(Written problem)
Convert every line of the records below into a JSON list of strings with one string per line, skipping blank lines. Leave the pictures out.

[begin Information given]

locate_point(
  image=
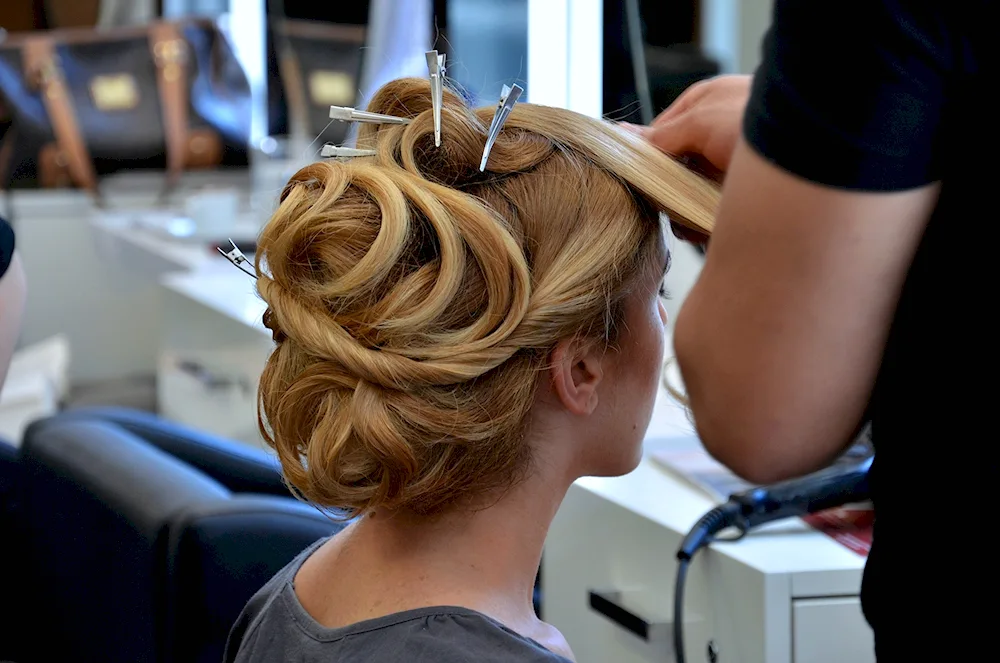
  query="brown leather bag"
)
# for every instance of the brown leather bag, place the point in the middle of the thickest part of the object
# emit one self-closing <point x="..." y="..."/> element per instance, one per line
<point x="84" y="103"/>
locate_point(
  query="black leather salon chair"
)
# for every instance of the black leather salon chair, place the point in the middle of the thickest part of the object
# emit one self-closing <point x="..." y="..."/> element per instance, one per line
<point x="142" y="540"/>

[end Information given]

(Solution)
[
  "locate_point(",
  "  image=",
  "  query=\"brown leather bag\"",
  ")",
  "# for every instance of the brown leather bag, place the point in the middle of the thickest part of the object",
  "# emit one self-closing <point x=\"...\" y=\"...\"/> element per instance, one per line",
  "<point x=\"84\" y=\"103\"/>",
  "locate_point(",
  "  query=\"black leather salon chair\"",
  ")",
  "# for every instance of the black leather salon chair, place the point in the middle of the thickest part of the object",
  "# emit one self-closing <point x=\"...\" y=\"...\"/> element per instance, one per line",
  "<point x=\"142\" y=\"540\"/>"
]